* start Data section *
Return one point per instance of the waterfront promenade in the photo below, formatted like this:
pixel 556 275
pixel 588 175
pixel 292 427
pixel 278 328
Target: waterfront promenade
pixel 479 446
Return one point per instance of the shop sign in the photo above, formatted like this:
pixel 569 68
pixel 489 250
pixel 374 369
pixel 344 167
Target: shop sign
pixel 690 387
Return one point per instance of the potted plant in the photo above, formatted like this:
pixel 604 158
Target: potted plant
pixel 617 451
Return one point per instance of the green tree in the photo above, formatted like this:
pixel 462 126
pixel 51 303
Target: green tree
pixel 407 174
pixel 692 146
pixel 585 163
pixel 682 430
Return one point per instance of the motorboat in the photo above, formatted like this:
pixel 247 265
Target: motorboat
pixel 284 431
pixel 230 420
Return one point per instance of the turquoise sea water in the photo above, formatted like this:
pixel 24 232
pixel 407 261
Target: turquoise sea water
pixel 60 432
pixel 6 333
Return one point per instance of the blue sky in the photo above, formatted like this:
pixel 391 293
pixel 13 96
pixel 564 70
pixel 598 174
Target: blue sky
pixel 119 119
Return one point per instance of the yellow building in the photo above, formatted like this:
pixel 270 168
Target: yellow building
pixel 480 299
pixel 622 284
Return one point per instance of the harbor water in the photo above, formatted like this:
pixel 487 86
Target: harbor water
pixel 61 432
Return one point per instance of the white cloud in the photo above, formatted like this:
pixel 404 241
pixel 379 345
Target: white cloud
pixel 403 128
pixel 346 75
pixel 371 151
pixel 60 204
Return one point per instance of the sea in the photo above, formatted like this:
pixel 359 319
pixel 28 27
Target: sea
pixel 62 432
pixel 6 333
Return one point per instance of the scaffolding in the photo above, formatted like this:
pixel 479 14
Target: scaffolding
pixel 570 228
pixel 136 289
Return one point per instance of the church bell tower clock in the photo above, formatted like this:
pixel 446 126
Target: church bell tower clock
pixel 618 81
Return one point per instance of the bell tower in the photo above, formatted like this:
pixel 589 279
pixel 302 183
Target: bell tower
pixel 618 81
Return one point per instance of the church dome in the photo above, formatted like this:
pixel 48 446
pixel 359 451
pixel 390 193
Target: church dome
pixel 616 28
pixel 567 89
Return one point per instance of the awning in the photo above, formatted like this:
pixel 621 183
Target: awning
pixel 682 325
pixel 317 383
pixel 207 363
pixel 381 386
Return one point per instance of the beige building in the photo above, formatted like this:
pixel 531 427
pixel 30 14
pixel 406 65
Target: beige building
* end Data section *
Copy verbatim the part of the entries that opens with the line containing "Return one point per instance of the blue" and closes with the line containing "pixel 61 432", including both of those lines.

Return one point per instance of the blue sky in the photo above, formatted like this:
pixel 391 293
pixel 13 96
pixel 564 70
pixel 598 174
Target: blue sky
pixel 119 119
Return one point per instance of the yellow building in the photo above, formatted like this:
pixel 270 168
Target: yellow building
pixel 480 299
pixel 622 284
Return one point per instance of the harbor water in the photo above, formatted like this:
pixel 487 86
Target: harbor water
pixel 61 432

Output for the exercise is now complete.